◆ Working data ◆
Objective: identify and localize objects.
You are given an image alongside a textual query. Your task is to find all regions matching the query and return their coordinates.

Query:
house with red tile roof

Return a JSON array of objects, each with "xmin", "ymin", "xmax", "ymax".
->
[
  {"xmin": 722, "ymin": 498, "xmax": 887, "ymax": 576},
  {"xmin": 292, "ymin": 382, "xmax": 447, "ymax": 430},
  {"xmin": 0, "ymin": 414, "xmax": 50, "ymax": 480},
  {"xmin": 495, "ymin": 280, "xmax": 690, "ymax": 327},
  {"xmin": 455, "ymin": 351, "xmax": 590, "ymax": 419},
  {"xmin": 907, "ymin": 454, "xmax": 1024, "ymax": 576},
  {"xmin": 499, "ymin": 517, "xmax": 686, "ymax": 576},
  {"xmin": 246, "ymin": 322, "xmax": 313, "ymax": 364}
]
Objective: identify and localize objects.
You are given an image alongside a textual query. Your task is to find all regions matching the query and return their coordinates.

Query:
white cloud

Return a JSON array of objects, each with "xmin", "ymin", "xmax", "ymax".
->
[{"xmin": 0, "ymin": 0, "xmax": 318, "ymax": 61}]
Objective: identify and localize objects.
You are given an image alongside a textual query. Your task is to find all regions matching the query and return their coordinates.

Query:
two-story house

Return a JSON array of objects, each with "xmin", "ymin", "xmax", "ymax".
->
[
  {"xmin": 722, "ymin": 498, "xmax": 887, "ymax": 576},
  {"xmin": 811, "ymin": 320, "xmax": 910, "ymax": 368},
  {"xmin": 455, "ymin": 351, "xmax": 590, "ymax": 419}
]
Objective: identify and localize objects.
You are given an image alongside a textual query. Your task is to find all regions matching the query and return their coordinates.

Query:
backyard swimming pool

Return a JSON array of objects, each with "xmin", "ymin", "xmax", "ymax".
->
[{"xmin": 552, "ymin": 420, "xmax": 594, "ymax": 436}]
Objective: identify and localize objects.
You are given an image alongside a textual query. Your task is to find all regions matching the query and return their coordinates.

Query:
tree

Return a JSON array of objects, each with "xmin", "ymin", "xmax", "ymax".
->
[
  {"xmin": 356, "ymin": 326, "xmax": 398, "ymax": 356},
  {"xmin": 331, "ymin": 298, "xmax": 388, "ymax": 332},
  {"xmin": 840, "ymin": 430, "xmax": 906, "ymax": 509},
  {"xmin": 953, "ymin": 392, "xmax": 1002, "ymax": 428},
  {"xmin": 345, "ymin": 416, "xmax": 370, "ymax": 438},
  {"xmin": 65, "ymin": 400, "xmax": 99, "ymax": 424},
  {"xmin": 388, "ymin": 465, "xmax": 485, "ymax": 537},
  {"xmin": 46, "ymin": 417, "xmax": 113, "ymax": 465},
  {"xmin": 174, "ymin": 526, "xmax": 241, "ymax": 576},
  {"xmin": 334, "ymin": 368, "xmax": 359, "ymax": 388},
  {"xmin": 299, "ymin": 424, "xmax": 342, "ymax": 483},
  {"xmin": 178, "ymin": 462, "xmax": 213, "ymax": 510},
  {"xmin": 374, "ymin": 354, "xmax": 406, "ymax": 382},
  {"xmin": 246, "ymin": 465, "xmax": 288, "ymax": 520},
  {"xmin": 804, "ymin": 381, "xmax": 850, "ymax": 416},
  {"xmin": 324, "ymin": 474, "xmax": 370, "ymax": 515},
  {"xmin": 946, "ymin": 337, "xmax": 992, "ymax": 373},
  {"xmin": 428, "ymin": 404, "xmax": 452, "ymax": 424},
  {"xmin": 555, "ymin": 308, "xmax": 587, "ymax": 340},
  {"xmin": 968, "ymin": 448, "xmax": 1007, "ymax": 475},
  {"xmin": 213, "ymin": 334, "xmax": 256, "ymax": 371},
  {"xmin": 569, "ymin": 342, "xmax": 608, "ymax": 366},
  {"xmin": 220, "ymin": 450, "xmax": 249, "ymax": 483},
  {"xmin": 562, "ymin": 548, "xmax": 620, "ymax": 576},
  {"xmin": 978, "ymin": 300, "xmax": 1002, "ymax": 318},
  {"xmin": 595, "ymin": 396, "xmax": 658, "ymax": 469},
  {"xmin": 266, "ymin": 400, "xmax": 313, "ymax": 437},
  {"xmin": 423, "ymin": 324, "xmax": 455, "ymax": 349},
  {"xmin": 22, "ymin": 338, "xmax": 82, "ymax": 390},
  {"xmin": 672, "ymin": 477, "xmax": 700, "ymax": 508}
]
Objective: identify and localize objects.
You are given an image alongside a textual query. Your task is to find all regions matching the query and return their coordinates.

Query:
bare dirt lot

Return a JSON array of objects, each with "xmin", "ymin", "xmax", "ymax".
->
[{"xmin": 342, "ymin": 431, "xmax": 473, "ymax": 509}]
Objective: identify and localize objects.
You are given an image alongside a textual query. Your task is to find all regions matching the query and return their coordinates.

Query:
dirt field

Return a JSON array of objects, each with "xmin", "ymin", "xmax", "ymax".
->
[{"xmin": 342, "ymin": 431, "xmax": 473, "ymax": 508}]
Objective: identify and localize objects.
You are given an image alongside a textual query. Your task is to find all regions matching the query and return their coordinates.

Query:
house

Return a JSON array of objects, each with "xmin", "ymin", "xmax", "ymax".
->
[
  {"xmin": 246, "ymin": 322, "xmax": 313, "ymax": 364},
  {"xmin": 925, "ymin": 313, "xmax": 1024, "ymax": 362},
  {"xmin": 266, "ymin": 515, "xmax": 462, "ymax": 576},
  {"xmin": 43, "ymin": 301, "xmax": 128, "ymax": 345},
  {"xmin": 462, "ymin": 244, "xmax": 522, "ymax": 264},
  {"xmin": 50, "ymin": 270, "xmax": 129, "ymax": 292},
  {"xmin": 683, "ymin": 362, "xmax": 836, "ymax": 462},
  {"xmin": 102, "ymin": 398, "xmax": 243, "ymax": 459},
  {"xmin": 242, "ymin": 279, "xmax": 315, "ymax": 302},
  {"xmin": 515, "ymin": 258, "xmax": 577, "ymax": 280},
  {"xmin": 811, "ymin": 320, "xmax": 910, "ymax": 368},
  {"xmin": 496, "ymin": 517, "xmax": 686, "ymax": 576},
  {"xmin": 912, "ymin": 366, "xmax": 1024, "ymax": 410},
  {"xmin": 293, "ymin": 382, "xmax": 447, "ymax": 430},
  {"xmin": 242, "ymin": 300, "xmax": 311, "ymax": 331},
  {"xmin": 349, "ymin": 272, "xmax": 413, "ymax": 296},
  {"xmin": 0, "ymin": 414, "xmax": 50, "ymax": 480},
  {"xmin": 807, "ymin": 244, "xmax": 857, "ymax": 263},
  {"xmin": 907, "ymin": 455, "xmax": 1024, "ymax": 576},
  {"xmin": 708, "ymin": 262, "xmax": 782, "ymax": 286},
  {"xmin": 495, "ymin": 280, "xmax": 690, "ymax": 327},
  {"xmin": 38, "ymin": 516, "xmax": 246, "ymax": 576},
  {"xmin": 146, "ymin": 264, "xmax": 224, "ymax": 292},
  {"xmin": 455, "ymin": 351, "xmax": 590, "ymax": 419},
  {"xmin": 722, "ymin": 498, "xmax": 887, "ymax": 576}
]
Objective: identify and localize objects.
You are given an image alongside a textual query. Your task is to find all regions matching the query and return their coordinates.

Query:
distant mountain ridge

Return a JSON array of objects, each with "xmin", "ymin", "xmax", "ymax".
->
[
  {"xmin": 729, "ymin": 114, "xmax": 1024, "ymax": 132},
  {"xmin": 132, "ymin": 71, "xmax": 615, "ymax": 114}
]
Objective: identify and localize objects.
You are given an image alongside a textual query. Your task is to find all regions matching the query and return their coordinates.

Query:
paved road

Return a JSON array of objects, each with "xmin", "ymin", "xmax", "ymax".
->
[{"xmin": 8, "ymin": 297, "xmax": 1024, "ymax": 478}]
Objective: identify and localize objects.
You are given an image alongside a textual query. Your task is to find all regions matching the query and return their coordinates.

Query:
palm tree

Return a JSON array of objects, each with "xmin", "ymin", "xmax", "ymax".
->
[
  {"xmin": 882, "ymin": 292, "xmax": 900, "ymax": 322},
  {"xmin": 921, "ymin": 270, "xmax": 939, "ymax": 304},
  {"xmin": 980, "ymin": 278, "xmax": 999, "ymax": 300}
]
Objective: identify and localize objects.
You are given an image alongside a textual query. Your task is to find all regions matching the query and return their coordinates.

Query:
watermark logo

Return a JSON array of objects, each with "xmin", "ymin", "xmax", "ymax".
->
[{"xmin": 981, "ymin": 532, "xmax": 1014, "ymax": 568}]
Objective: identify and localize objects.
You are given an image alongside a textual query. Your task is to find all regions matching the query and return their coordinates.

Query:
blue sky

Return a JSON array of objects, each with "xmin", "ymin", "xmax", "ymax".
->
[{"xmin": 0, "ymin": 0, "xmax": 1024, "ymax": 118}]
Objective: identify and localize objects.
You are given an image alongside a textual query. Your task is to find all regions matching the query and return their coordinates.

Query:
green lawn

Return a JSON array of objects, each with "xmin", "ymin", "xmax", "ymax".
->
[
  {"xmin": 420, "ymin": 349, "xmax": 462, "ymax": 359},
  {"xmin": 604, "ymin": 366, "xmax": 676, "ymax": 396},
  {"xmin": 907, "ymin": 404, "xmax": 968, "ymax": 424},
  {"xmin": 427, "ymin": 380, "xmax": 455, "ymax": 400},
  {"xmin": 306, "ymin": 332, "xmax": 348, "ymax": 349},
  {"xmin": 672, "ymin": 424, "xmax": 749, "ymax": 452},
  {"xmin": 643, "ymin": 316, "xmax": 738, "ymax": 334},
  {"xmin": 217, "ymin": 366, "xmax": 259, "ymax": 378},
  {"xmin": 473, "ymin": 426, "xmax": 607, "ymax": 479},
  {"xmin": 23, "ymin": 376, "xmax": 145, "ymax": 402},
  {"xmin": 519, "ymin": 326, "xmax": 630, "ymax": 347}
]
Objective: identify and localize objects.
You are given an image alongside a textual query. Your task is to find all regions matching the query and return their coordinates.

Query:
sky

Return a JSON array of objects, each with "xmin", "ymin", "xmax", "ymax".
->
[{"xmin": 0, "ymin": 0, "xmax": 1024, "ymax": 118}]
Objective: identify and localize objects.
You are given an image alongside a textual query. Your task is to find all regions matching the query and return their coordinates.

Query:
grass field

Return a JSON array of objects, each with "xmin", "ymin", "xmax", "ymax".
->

◆ What the exercise asks ◆
Count the lines in the rows above that contain the string "house", treating uppercase and lowercase as different. Give only the number.

◆ Task solution ◆
3